WHAT NEEDS TO BE DONE
Your copy of the data should match it exactly, leaving out only the pictures.

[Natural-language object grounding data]
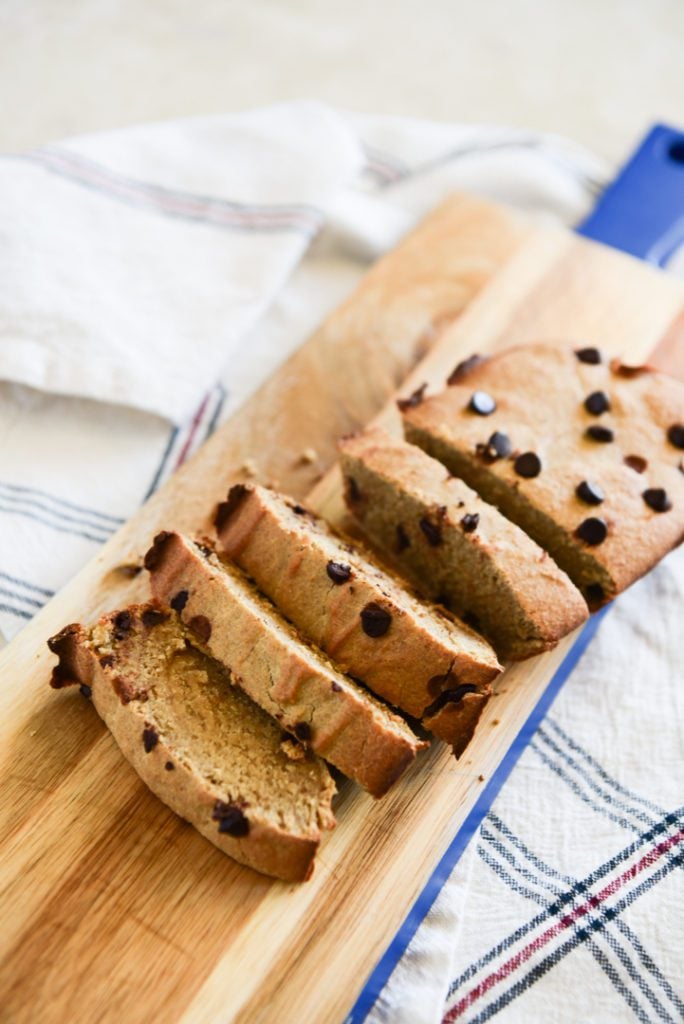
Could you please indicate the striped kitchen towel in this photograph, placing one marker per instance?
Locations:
(150, 280)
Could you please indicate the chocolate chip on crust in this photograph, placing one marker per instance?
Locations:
(462, 369)
(179, 600)
(375, 620)
(415, 398)
(589, 354)
(338, 572)
(656, 499)
(201, 626)
(230, 819)
(592, 530)
(150, 738)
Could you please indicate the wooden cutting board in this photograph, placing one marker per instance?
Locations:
(114, 909)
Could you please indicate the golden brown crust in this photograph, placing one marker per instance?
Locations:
(541, 392)
(267, 848)
(367, 622)
(457, 544)
(327, 711)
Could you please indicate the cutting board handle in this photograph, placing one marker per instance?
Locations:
(642, 212)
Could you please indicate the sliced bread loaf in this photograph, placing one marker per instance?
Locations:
(419, 659)
(583, 453)
(294, 682)
(455, 546)
(198, 741)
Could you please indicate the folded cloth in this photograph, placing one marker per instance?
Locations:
(566, 903)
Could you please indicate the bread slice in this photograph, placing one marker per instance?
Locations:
(454, 546)
(294, 682)
(198, 741)
(418, 658)
(587, 457)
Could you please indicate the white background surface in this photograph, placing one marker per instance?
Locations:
(599, 71)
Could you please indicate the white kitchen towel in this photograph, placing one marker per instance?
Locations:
(566, 904)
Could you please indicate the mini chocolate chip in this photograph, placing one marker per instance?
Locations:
(156, 553)
(150, 738)
(402, 539)
(414, 399)
(676, 435)
(590, 493)
(603, 434)
(463, 369)
(637, 463)
(375, 620)
(225, 510)
(592, 530)
(482, 403)
(153, 616)
(528, 465)
(201, 626)
(501, 443)
(338, 572)
(431, 531)
(594, 594)
(179, 600)
(591, 355)
(230, 819)
(656, 499)
(353, 494)
(597, 402)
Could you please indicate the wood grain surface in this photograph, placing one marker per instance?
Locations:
(115, 909)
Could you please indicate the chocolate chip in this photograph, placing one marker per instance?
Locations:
(656, 499)
(637, 463)
(501, 444)
(402, 539)
(482, 403)
(431, 530)
(464, 368)
(597, 402)
(201, 626)
(353, 494)
(156, 553)
(225, 510)
(230, 819)
(375, 620)
(449, 696)
(676, 435)
(150, 738)
(414, 399)
(338, 572)
(591, 355)
(590, 493)
(603, 434)
(469, 521)
(179, 600)
(528, 465)
(123, 624)
(153, 616)
(592, 530)
(594, 594)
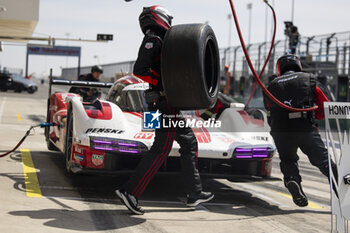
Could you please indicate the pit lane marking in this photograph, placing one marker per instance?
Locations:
(2, 106)
(31, 180)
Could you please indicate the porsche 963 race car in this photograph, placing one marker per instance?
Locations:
(109, 136)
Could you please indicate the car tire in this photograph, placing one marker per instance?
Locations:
(18, 88)
(190, 66)
(50, 144)
(69, 140)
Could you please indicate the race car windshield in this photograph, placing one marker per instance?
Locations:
(132, 101)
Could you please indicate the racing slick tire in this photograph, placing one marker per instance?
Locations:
(69, 140)
(50, 144)
(190, 66)
(18, 88)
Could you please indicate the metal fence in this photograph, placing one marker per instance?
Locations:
(110, 71)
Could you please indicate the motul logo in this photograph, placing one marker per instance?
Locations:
(104, 130)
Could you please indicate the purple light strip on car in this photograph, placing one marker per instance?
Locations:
(127, 144)
(102, 142)
(130, 151)
(102, 148)
(259, 149)
(241, 150)
(261, 156)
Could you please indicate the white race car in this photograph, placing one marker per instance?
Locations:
(108, 136)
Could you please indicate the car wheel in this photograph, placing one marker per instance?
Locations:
(190, 66)
(69, 140)
(50, 144)
(18, 88)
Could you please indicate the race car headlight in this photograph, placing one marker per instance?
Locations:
(117, 145)
(249, 153)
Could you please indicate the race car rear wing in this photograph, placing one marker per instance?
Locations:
(71, 83)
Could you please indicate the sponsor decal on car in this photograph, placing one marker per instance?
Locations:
(151, 120)
(149, 45)
(97, 159)
(143, 136)
(79, 157)
(104, 130)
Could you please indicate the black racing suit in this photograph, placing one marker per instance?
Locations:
(88, 94)
(293, 130)
(147, 67)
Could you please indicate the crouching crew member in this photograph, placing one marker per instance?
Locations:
(154, 22)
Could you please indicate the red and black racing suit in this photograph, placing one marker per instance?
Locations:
(293, 130)
(147, 67)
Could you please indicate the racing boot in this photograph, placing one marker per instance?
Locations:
(130, 202)
(299, 198)
(195, 199)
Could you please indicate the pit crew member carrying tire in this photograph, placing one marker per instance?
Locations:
(154, 23)
(293, 130)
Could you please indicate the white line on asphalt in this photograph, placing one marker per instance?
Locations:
(2, 105)
(144, 201)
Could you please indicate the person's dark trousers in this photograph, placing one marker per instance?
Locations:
(160, 149)
(310, 143)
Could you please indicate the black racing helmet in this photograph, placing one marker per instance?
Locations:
(96, 69)
(288, 62)
(155, 17)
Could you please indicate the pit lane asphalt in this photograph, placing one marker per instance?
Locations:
(41, 197)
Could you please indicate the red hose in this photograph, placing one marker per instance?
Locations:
(18, 144)
(257, 78)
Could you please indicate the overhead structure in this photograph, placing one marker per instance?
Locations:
(18, 19)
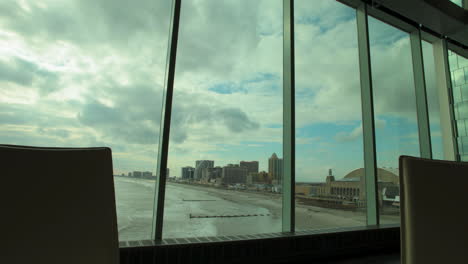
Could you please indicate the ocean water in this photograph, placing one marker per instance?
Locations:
(247, 213)
(250, 212)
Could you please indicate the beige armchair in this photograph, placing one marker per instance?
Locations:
(434, 214)
(57, 206)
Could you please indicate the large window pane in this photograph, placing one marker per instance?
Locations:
(395, 111)
(330, 183)
(227, 120)
(459, 75)
(432, 101)
(84, 73)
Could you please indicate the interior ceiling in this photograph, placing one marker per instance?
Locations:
(440, 16)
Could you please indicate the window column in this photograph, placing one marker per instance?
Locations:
(166, 123)
(288, 117)
(421, 96)
(367, 115)
(445, 99)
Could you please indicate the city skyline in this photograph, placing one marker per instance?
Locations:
(94, 87)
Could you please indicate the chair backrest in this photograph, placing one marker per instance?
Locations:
(434, 214)
(57, 206)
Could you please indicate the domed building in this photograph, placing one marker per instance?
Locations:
(352, 186)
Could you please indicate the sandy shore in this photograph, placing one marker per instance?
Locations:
(307, 216)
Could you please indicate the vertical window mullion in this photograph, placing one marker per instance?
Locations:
(288, 215)
(447, 120)
(421, 95)
(368, 126)
(160, 188)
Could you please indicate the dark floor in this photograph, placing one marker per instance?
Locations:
(380, 259)
(393, 258)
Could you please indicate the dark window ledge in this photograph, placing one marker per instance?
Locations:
(325, 244)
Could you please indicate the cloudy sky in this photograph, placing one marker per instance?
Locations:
(91, 73)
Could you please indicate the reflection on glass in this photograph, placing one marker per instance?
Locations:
(395, 111)
(226, 127)
(458, 2)
(330, 190)
(75, 74)
(432, 101)
(459, 76)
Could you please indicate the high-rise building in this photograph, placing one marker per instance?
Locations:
(211, 173)
(275, 169)
(147, 174)
(260, 177)
(187, 173)
(201, 164)
(251, 166)
(233, 173)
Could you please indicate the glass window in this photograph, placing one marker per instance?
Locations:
(395, 111)
(330, 190)
(225, 152)
(459, 77)
(89, 73)
(458, 2)
(432, 101)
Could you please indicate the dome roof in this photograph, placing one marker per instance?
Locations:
(382, 175)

OUTPUT FOR THIS TASK
Could you please indicate the striped kitchen towel in this photograph, placing one marker per instance?
Locations:
(150, 280)
Could you please indicate the chocolate chip on crust in this photograph, placing one marker per instance?
Locations:
(462, 369)
(179, 600)
(375, 620)
(415, 398)
(589, 354)
(338, 572)
(656, 499)
(201, 626)
(230, 819)
(592, 530)
(150, 738)
Could you please indicate the wooden cutting board in this photograph, placing one marker per instance?
Locations:
(114, 909)
Could you please indicate the golden brown crust in this photograph, placing one marker per instance?
Locations:
(541, 392)
(267, 848)
(367, 622)
(457, 544)
(327, 711)
Could you please indicate the cutting board handle in this photograph, placing one marker per instance?
Locations:
(642, 212)
Could you please indicate the sliced bread loaf in this photograph, placing one marker per instance?
Locations:
(419, 659)
(583, 453)
(294, 682)
(455, 546)
(198, 741)
Could you please indicate the folded cloth in this photograph, placing one marker per instance?
Locations:
(566, 903)
Could you please indicate the bread slice in this photograph, placing one marker per instance?
Locations:
(454, 546)
(294, 682)
(198, 741)
(418, 658)
(587, 457)
Could you please indicate the white background surface in this photograph, placing one marker per instance?
Locations:
(599, 71)
Could you please indicate the white kitchen towel in this photograph, placing one marker per instance?
Locations:
(566, 904)
Could you please indicate the mini chocolate chip in this photograph, placing one marker per instance?
Locations:
(156, 553)
(150, 738)
(402, 539)
(414, 399)
(676, 435)
(590, 493)
(603, 434)
(463, 369)
(637, 463)
(375, 620)
(225, 510)
(592, 530)
(482, 403)
(153, 616)
(528, 465)
(201, 626)
(501, 443)
(338, 572)
(431, 531)
(594, 594)
(179, 600)
(591, 355)
(230, 819)
(656, 499)
(353, 494)
(597, 402)
Could you please indicate the wood grain surface in this photograph, placing one marker per instance?
Locations:
(115, 909)
Could you please indicate the chocolate chip in this photograph, placing one marker per instance?
Locations:
(656, 499)
(637, 463)
(501, 444)
(402, 539)
(482, 403)
(431, 530)
(464, 368)
(597, 402)
(201, 626)
(353, 494)
(156, 553)
(225, 510)
(230, 819)
(375, 620)
(449, 696)
(676, 435)
(150, 738)
(414, 399)
(338, 572)
(591, 355)
(590, 493)
(603, 434)
(469, 521)
(179, 600)
(528, 465)
(123, 624)
(153, 616)
(592, 530)
(594, 594)
Could you please indicate the pit lane marking in this photograph, placing one marker per instance?
Locations:
(2, 106)
(31, 180)
Could you please indicate the porsche 963 race car in this photograph, placing one marker per instance?
Locations:
(109, 136)
Could you please indicate the car tire in this photograph, placing one marker per instance?
Locations:
(18, 88)
(190, 66)
(50, 144)
(69, 140)
Could you please indicate the race car windshield in this photograph, placing one marker per instance?
Locations:
(132, 101)
Could you please indicate the racing slick tire in this photograph, placing one marker per instance?
Locations:
(69, 140)
(50, 144)
(190, 66)
(18, 88)
Could you please indicate the metal fence in this photograph, placing one marker per instance?
Locations:
(110, 71)
Could you please indicate the motul logo in this photograph, placing one marker per instance?
Locations:
(104, 130)
Could you please indicate the purple light strip on car in this photograph, placing one marker per instance?
Locations:
(127, 144)
(102, 142)
(130, 151)
(102, 148)
(259, 149)
(241, 150)
(261, 156)
Could you please indicate the white race car in this photograph, placing one marker per instance?
Locations:
(108, 136)
Could you please indicate the car wheel in this photograph, placing one marker per instance?
Locations:
(190, 66)
(69, 140)
(50, 144)
(18, 88)
Could you please indicate the race car headlight in this photograph, placing one marker per instance?
Locations:
(117, 145)
(249, 153)
Could you please indicate the race car rear wing in this photograph, placing one marker per instance?
Locations:
(71, 83)
Could you please indicate the sponsor decal on car in this photograph, placing one marker per instance?
Locations:
(151, 120)
(149, 45)
(97, 159)
(143, 136)
(79, 157)
(104, 130)
Could you please indicate the black racing suit in this photograph, placing one marker per instance?
Locations:
(88, 94)
(293, 130)
(147, 67)
Could you please indicate the crouching crew member in this photograph, placing one marker per instance?
Locations:
(154, 22)
Could you please indicate the red and black racing suit in this photograph, placing one marker per instance?
Locations:
(293, 130)
(147, 67)
Could you please indicate the racing boot in this photograph, placing one marker per instance?
Locations:
(130, 202)
(299, 198)
(195, 199)
Could you please indicate the pit crew member carrying tire in this photograph, placing one marker per instance?
Locations:
(154, 23)
(293, 130)
Could you please indicate the white line on asphalt in this photograph, placing one marker per instance?
Locations:
(2, 105)
(144, 201)
Could you please indicate the person's dark trousers in this photograph, placing one marker per instance?
Locations:
(160, 149)
(310, 143)
Could you please indicate the black racing helmet in this photograph, placing one marker per instance?
Locations:
(96, 69)
(288, 62)
(155, 17)
Could you please indicate the pit lane asphalt in this photograph, placing one marker per instance?
Locations:
(41, 197)
Could you please indicate the red hose in this photograph, placing one marker per instance?
Locations:
(18, 144)
(257, 78)
Could you please indicate the overhead structure in this photograph, placing one marker per instance?
Locations:
(18, 19)
Could you please indicate the ocean water in this photograph, placing one marker per instance?
Locations:
(247, 213)
(250, 212)
Could you please indicate the beige armchair in this photograph, placing one marker per instance?
Locations:
(434, 214)
(57, 206)
Could you please indicate the large window pane in this photograph, placing one marker per instance?
Locations:
(395, 111)
(330, 183)
(227, 120)
(459, 75)
(432, 101)
(84, 73)
Could you please indicate the interior ceiling in this photograph, placing one marker per instance?
Locations:
(440, 16)
Could you please indicate the window column in this photograph, placing one marker per instance?
Locations:
(166, 123)
(288, 117)
(421, 96)
(367, 115)
(445, 99)
Could you please indicate the city skyline in this photograph, placing one marker per instance?
Locations:
(94, 87)
Could you please indicate the chair backrest in this photograph, placing one marker per instance?
Locations:
(434, 214)
(57, 206)
Could you please indicate the domed building in this photograph, placing one marker per instance?
Locations:
(352, 186)
Could you please indicate the sandy shore in this photograph, placing one marker per instance?
Locations:
(307, 216)
Could you please indicate the vertical window mullion in this photograph, placing one marker per instance?
Locations:
(288, 215)
(447, 120)
(421, 95)
(368, 126)
(160, 188)
Could you please indicate the dark floor in this photograph, placing one marker per instance?
Locations:
(380, 259)
(393, 258)
Could you please indicate the dark window ledge in this photograph, placing one marker per instance?
Locations:
(325, 244)
Could you please indicate the cloudy sky in this photograph, placing one marker per instance?
Locations:
(91, 73)
Could you please indicate the reflection on glass in this photograph, placing one marker per instance?
Locations:
(395, 111)
(226, 127)
(458, 2)
(330, 190)
(75, 74)
(432, 101)
(459, 76)
Could you please indicate the high-rise building in this photograph, placing one marker per instance?
Locations:
(211, 173)
(275, 169)
(147, 174)
(260, 177)
(187, 173)
(201, 164)
(251, 166)
(233, 173)
Could you please indicate the glass window in this photograph, placing one marker per instance?
Locations:
(395, 111)
(330, 190)
(225, 152)
(459, 77)
(89, 73)
(458, 2)
(432, 101)
Could you please indicate the dome roof in this photograph, placing one marker per instance?
Locations:
(382, 175)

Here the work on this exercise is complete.